# Article start
So take that, think about it, if you will, and as you are within the high councils of the Administration and pondering these deep matters, consider the fact that there are some people up on the Hill who have been elected by the people, and there is a Constitution. And what would you think? Do you think if we venture into a situation like that the Administration should have a declaration of war? I am talking about an attack on any one of these "three evil states."

Mr. WOLFOWITZ. Senator, I am in the medium-level councils, and I take very seriously everything you have said. I think we are talking about the gravest possible issues, and they are deep constitutional issues.

I would point out-and you have already said it-there is a bit too much loose talk on the subject. I don't want to add any embellishments of my own. I think what the President did do was to identify three countries that pose serious problems for us because of the nature of their policies and the capabilities they possess. And I think it gives an opportunity-I have said this to some of our allies, who say as though he went from that to immediately deciding what to do, I think it is an opportunity for a debate, for registering the kind of fundamental points that you have just registered. don't think he meant it all, but because they share those common characteristics that, therefore, you have the same policy for all three of them. I don't think he has drawn conclusions on any of them about exactly what to do. But I think we would all agree that countries that are hostile to us and that are developing weapons capable of killing hundreds of thousands of people are a serious problem, and that it seemed a bit theoretical before September 11th. It is not theoretical at all, anymore, and I think that is the important point.

Senator BYRD. But let's all keep in mind that diplomacy, diplomacy, diplomacy, might and patience, along with preparations, might save us from having to use the weapons of war.

I thank you, Secretary. Thank you, Mr. Chairman.

Mr. WOLFOWITZ. Thank you, Senator Byrd.

Chairman CONRAD. Thank you. And I would say to the Senator, West Virginia always has wise advice.

Let me just say this to you: We are together. And no adversary should doubt that Congress stands shoulder to shoulder with the President and this Administration on this question of combating terrorism. And I hope it is very, very clear that we are going to provide the resources necessary to defend this Nation.

At the same time, we have got an obligation and you have an obligation, the Administration has an obligation to use the funds entrusted to us carefully. And when I look at the out-year effect of the President's request, as we look at it, the is asking for, when inflation is considered, the largest amount of money in the year 2012 for defense that we have had in any year in 50 years, with the exception of 1985. That is a lot of money.

I think we are going to have to as a body look very carefully at the long-term impact of what is being recommended. But I want to make it very clear to anyone who is listening that we are going to stand very clearly with this President and this Administration in prosecuting this war against terror. Let there be no doubt that the resources to defend this Nation are going to be provided by this Congress and certainly by this Committee.

Again, we thank you

Senator BYRD. Mr. Chairman, would the Chairman allow me just a postscript?

Chairman CONRAD. Certainly. I just would alert the Senator that we are now down to seven and a half minutes on a vote.

Senator BYRD. OK. I thank you.
# Article end
# Supplied material start
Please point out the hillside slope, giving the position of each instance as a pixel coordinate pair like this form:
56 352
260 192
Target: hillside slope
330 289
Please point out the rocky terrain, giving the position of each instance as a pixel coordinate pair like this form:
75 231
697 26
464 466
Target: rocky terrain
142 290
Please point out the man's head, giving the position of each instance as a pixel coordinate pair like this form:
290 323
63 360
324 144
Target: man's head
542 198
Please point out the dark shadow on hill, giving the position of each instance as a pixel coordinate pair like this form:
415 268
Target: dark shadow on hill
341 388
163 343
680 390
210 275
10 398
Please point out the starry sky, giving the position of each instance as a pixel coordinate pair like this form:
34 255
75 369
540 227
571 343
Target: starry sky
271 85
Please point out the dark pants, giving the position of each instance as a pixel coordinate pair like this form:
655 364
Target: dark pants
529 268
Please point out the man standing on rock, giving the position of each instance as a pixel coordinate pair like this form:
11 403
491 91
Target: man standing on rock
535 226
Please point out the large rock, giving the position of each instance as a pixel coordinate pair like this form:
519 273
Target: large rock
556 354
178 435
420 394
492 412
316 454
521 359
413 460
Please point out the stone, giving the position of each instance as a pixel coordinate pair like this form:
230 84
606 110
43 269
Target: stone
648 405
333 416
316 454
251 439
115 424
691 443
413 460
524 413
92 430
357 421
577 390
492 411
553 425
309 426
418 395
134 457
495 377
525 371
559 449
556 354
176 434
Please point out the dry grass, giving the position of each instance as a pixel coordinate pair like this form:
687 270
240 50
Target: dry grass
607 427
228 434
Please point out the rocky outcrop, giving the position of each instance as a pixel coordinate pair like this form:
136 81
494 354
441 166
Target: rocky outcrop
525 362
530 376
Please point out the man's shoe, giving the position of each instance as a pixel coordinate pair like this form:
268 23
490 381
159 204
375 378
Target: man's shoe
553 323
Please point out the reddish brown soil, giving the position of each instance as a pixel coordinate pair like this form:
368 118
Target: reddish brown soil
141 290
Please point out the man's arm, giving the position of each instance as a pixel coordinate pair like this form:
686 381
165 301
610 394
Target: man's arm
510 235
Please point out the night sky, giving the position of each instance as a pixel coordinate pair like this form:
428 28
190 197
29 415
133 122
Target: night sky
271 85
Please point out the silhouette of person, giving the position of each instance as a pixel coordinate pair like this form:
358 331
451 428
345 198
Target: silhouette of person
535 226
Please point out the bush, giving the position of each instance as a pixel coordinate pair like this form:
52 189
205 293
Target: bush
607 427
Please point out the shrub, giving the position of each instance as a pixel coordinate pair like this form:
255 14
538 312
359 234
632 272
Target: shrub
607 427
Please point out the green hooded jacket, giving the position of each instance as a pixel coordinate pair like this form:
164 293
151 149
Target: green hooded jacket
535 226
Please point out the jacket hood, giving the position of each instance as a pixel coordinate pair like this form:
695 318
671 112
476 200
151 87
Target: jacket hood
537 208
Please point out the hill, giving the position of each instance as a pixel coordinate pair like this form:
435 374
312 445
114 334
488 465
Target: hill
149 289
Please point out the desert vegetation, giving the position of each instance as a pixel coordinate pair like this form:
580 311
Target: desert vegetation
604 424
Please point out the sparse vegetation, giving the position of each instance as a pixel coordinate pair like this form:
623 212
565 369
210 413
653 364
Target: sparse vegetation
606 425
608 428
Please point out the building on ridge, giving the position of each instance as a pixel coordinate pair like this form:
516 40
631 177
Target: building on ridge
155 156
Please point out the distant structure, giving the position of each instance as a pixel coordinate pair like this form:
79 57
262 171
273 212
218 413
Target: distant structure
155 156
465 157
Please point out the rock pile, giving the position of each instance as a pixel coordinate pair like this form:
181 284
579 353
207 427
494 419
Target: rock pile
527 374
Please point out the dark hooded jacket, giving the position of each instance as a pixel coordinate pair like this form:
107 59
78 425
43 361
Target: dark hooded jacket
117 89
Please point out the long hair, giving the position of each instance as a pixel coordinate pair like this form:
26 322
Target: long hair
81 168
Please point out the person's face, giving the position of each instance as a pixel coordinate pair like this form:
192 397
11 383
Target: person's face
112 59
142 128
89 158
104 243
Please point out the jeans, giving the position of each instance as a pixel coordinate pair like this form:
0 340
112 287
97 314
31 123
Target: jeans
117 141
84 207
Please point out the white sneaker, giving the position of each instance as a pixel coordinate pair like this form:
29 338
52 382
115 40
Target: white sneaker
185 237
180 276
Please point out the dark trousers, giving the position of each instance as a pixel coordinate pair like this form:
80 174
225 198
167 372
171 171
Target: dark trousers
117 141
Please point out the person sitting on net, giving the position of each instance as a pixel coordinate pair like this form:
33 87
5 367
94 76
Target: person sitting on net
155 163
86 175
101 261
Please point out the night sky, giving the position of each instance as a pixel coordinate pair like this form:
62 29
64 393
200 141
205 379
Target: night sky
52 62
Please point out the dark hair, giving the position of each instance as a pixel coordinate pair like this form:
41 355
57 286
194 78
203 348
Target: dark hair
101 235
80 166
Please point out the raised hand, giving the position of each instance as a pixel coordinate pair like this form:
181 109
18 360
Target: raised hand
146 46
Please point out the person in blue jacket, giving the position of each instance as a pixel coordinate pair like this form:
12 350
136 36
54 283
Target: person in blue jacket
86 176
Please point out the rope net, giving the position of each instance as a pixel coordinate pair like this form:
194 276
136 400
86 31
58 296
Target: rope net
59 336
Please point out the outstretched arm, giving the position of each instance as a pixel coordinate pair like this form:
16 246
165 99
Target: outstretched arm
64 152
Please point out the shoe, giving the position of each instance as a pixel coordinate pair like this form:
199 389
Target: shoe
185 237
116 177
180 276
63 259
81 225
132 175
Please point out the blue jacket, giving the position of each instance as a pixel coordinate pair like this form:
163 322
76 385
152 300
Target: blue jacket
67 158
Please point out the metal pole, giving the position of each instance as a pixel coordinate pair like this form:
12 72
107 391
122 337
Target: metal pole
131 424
# Supplied material end
__Your objective__: Can you print the portion of the hearing transcript between "Mr. WOLFOWITZ. Senator, I" and "deep constitutional issues.", inclusive?

__Task response__:
Mr. WOLFOWITZ. Senator, I am in the medium-level councils, and I take very seriously everything you have said. I think we are talking about the gravest possible issues, and they are deep constitutional issues.